** begin Data supplied **

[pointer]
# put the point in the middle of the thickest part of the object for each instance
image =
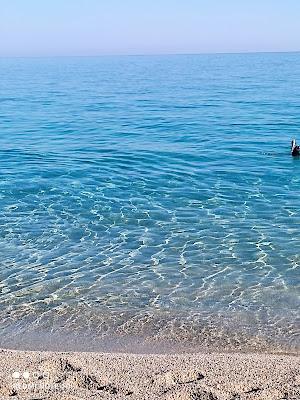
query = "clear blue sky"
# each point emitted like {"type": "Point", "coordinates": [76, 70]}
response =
{"type": "Point", "coordinates": [96, 27]}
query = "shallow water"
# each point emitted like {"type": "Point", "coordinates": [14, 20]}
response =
{"type": "Point", "coordinates": [151, 198]}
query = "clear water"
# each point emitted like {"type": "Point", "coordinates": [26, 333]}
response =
{"type": "Point", "coordinates": [151, 199]}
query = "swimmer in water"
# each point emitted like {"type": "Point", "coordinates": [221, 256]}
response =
{"type": "Point", "coordinates": [295, 149]}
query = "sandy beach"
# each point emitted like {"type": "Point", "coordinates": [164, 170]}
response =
{"type": "Point", "coordinates": [65, 375]}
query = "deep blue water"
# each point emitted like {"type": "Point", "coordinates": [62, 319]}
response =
{"type": "Point", "coordinates": [151, 197]}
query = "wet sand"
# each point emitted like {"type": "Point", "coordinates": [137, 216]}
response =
{"type": "Point", "coordinates": [66, 375]}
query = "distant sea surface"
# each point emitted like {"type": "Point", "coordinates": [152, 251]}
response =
{"type": "Point", "coordinates": [150, 202]}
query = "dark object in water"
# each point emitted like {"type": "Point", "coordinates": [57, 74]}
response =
{"type": "Point", "coordinates": [295, 149]}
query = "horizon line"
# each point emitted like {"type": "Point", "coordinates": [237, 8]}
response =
{"type": "Point", "coordinates": [151, 54]}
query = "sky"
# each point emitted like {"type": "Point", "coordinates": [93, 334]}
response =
{"type": "Point", "coordinates": [109, 27]}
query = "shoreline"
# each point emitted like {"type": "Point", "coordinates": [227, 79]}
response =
{"type": "Point", "coordinates": [54, 375]}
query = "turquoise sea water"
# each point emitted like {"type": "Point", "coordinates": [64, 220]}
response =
{"type": "Point", "coordinates": [150, 200]}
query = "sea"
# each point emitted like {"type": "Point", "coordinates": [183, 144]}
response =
{"type": "Point", "coordinates": [150, 203]}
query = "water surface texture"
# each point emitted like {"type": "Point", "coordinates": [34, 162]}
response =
{"type": "Point", "coordinates": [151, 199]}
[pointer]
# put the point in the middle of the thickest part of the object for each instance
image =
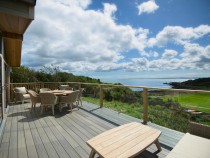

** end Data supplied **

What the task requires –
Pull out every line of the data above that contains the word "surface".

Solution –
query = "distant sea surface"
query = "water surface texture"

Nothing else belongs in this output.